» **Do this**
Identify every line of the data below that contains the word "blue" and copy each of those lines in full. Case counts, so only lines matching that exact capitalization qualify.

+ + + +

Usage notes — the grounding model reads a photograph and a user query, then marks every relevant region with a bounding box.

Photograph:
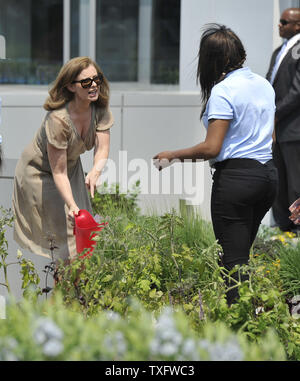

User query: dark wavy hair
[197,24,247,116]
[44,57,110,111]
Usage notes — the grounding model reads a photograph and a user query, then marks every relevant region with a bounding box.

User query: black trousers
[272,141,300,231]
[211,159,278,305]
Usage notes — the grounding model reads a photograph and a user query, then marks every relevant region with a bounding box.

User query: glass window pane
[151,0,180,84]
[96,0,139,82]
[0,0,63,84]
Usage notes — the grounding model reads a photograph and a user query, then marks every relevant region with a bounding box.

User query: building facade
[0,0,300,293]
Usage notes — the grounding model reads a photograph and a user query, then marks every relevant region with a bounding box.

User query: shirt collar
[225,66,250,78]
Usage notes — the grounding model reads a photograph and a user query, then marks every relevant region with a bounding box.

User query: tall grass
[279,243,300,296]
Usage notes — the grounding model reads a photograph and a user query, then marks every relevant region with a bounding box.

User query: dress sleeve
[45,112,71,149]
[96,107,115,132]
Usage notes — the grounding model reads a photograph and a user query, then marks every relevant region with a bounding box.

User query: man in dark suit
[267,8,300,232]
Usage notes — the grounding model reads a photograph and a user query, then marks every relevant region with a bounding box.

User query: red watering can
[74,209,107,258]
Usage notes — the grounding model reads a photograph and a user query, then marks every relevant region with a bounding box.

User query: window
[0,0,63,84]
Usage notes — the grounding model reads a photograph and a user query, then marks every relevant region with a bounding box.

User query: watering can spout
[74,209,106,258]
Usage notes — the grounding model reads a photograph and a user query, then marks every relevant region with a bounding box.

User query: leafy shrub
[0,294,285,361]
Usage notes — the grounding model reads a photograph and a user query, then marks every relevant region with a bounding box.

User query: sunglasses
[279,19,298,26]
[72,74,103,89]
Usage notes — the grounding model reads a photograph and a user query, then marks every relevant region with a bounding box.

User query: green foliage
[0,189,300,360]
[91,181,140,217]
[0,207,42,299]
[279,243,300,297]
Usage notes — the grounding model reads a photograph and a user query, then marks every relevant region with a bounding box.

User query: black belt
[214,159,273,169]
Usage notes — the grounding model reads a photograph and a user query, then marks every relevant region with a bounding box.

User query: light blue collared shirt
[203,67,276,165]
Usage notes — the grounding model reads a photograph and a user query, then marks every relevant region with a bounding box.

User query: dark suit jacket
[267,40,300,143]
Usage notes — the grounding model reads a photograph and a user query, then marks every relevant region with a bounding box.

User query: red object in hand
[74,209,107,258]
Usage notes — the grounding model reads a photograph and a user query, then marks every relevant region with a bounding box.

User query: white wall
[180,0,278,91]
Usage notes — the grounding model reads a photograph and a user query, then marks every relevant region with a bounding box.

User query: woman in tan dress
[13,57,113,261]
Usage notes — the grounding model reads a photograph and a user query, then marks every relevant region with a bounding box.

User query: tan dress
[13,105,113,260]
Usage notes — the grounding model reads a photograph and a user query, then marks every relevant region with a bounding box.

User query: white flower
[33,317,63,357]
[199,338,244,361]
[34,318,63,344]
[106,310,121,321]
[150,307,183,357]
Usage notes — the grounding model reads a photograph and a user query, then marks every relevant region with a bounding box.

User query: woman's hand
[153,151,175,171]
[85,169,101,198]
[68,205,79,227]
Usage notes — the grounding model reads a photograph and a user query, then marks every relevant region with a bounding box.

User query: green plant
[0,207,42,299]
[279,243,300,298]
[91,181,140,218]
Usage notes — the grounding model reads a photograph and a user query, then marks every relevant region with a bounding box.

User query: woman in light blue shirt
[154,24,277,305]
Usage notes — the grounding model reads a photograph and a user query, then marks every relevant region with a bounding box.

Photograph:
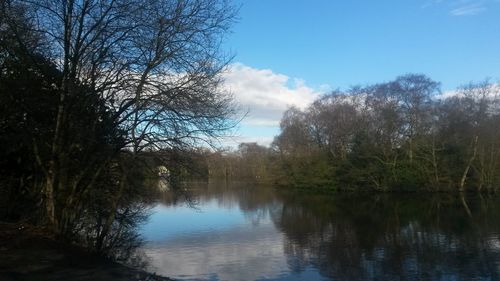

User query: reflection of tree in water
[271,192,500,280]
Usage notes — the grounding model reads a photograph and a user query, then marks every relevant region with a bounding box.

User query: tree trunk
[458,136,478,192]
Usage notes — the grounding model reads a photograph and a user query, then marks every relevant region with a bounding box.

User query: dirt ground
[0,223,172,281]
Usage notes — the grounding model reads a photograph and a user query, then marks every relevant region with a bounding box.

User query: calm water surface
[142,184,500,281]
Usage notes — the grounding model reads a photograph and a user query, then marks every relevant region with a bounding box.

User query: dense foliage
[199,74,500,192]
[0,0,235,258]
[273,74,500,191]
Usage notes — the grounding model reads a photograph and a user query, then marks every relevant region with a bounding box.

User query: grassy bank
[0,223,172,281]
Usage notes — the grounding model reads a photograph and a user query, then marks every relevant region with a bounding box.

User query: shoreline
[0,222,173,281]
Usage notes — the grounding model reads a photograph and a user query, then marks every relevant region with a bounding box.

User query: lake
[141,183,500,281]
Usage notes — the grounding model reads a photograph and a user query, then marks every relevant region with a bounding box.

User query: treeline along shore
[0,0,238,272]
[0,0,500,278]
[188,74,500,192]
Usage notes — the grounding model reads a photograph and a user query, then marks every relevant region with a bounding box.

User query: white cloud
[224,63,327,126]
[450,3,486,16]
[422,0,492,16]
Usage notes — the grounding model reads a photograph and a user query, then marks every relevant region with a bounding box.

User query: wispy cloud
[223,63,324,147]
[224,63,323,126]
[422,0,492,17]
[450,3,486,16]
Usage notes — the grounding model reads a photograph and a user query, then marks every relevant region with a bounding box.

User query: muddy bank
[0,223,172,281]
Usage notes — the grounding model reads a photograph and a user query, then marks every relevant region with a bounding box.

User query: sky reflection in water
[142,186,500,280]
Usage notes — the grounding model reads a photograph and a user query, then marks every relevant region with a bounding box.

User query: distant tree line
[203,74,500,192]
[0,0,236,256]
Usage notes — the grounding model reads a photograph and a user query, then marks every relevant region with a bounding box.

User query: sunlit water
[142,185,500,280]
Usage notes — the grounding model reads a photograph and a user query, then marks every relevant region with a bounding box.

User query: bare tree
[5,0,236,232]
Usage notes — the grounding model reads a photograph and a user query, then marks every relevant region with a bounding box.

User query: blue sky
[221,0,500,147]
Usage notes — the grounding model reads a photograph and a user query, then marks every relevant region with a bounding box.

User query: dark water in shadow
[142,184,500,280]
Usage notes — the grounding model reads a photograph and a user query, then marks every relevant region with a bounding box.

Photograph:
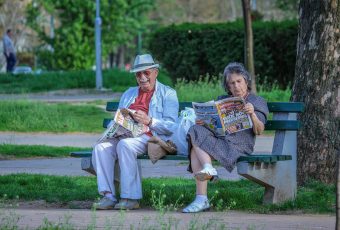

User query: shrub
[149,21,297,88]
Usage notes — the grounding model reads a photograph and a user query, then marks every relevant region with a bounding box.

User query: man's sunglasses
[136,70,152,77]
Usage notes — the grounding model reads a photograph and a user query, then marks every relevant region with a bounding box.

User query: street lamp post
[95,0,103,90]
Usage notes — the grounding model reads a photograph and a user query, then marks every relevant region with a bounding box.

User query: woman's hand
[132,110,151,125]
[196,119,204,125]
[243,102,255,115]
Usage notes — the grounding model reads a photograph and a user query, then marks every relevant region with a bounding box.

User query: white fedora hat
[130,54,159,73]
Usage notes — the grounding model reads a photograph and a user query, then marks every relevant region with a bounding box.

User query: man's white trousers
[92,134,150,199]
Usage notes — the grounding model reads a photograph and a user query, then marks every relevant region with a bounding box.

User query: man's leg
[7,53,17,72]
[117,135,150,200]
[92,141,117,198]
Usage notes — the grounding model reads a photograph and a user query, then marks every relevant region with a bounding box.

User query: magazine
[192,97,253,136]
[97,108,150,143]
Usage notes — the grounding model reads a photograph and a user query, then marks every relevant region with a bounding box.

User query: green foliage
[0,69,173,94]
[175,75,291,102]
[0,144,86,158]
[26,0,153,70]
[149,21,297,88]
[0,174,335,213]
[0,101,107,133]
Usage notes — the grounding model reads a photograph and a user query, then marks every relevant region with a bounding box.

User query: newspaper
[192,97,253,136]
[97,109,150,143]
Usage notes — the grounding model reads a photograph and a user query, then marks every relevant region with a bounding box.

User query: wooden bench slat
[237,155,292,163]
[265,120,300,130]
[70,150,292,163]
[103,118,300,130]
[106,102,304,113]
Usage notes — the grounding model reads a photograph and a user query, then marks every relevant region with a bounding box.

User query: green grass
[0,144,88,158]
[0,174,335,213]
[175,77,291,102]
[0,69,173,94]
[0,101,112,133]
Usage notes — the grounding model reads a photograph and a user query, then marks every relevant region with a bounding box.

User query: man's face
[136,68,158,92]
[227,73,248,98]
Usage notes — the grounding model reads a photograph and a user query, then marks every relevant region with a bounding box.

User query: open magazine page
[192,101,224,136]
[97,121,119,143]
[215,97,253,134]
[114,109,149,137]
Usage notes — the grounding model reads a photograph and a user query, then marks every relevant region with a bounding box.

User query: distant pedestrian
[2,29,17,73]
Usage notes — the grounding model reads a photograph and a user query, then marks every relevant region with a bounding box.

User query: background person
[92,54,179,209]
[2,29,17,73]
[183,63,268,213]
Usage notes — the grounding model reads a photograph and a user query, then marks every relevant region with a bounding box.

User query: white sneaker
[195,167,218,181]
[182,200,210,213]
[93,196,118,210]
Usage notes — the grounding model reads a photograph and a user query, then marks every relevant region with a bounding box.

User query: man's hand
[131,110,151,125]
[243,102,255,115]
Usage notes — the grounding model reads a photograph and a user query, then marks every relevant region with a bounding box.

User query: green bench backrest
[103,102,304,130]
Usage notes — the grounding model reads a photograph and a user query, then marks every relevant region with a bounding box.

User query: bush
[0,69,173,93]
[149,21,297,88]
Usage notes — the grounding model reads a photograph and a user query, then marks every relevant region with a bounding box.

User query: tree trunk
[335,151,340,229]
[242,0,256,93]
[292,0,340,185]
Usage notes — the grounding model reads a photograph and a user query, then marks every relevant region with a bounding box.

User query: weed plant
[0,100,107,133]
[0,174,335,213]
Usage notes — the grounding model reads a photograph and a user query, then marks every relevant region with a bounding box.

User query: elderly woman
[183,63,268,213]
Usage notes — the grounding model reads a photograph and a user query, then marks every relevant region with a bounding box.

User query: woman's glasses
[136,70,151,77]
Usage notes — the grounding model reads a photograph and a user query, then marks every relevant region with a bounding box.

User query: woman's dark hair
[222,62,251,95]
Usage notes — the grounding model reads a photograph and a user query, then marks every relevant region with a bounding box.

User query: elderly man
[92,54,179,209]
[2,29,17,73]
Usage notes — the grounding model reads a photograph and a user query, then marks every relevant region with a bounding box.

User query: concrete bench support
[237,113,297,204]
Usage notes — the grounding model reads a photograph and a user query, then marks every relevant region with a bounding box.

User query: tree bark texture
[335,151,340,229]
[242,0,256,93]
[292,0,340,185]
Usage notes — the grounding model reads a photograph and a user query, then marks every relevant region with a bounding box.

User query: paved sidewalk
[0,209,335,230]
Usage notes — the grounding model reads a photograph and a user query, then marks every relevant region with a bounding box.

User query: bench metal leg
[237,161,296,204]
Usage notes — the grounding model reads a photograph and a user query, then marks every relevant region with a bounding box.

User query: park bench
[71,102,304,204]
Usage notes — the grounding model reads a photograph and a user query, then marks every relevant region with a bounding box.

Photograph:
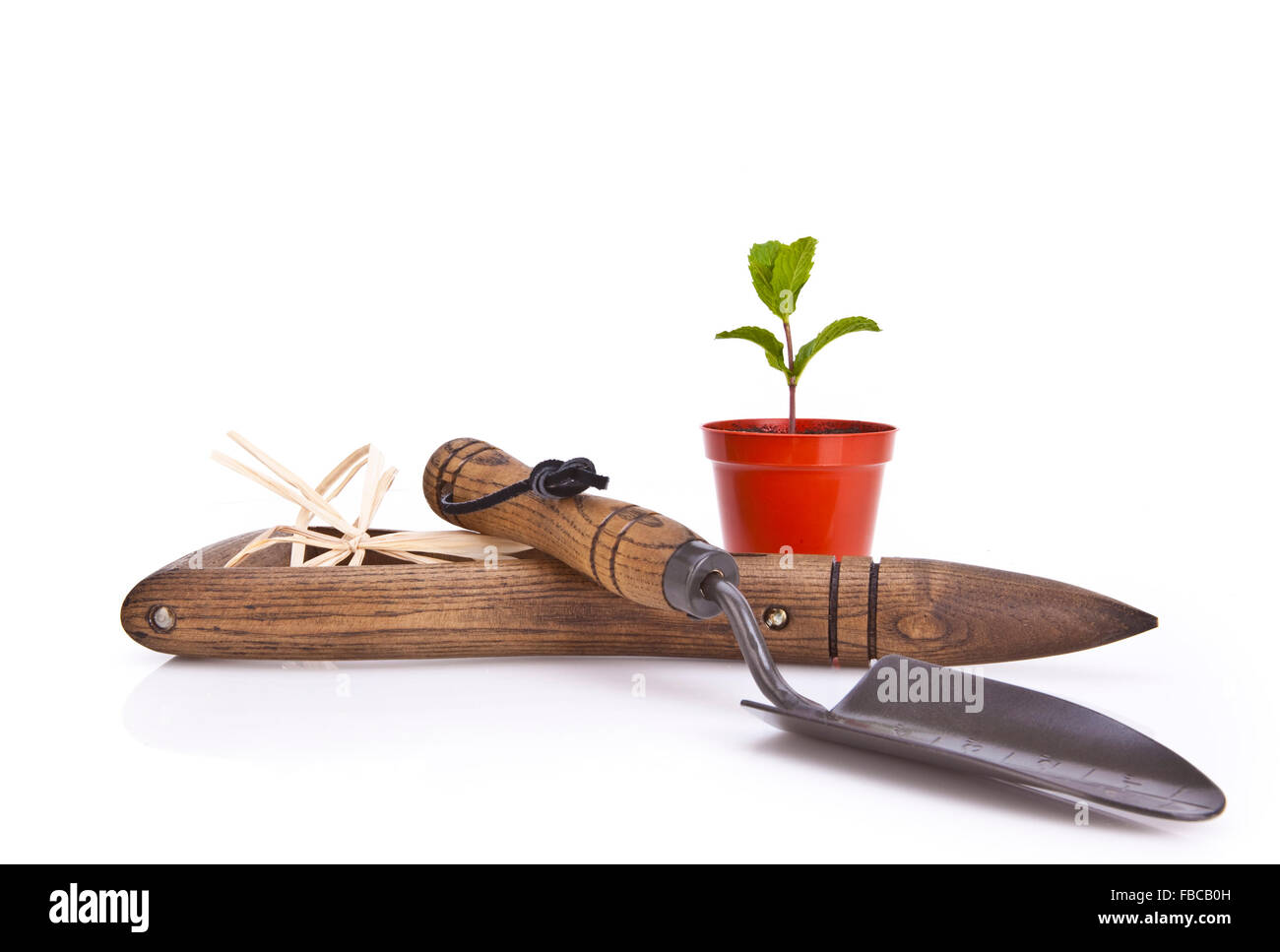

+ + + +

» **Output for this task**
User query: light blue collared shirt
User query: woman in light blue shirt
User query: blue sky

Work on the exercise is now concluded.